DATASET CONTENT:
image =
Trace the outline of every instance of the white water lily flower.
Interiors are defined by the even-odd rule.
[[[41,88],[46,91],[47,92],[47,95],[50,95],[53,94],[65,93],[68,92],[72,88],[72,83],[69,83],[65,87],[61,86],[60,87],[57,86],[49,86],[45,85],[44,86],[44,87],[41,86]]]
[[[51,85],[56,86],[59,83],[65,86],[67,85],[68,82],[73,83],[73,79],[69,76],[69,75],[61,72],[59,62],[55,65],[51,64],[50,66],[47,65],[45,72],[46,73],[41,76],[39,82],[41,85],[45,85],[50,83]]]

SHORT PROBLEM: Retype the whole listing above character for character, keeping every line unchanged.

EXERCISE OUTPUT:
image =
Trace the outline of every instance of the white water lily flower.
Interiors are defined by the even-odd rule.
[[[41,88],[46,91],[47,92],[47,95],[50,95],[53,94],[65,93],[68,92],[72,88],[72,83],[69,83],[65,87],[61,86],[60,87],[57,86],[49,86],[45,85],[44,86],[44,87],[41,86]]]
[[[51,85],[56,86],[59,83],[65,86],[67,85],[68,82],[73,83],[73,79],[69,76],[69,75],[61,72],[59,62],[55,65],[51,64],[50,66],[47,65],[45,72],[46,73],[41,76],[39,82],[41,85],[45,85],[50,83]]]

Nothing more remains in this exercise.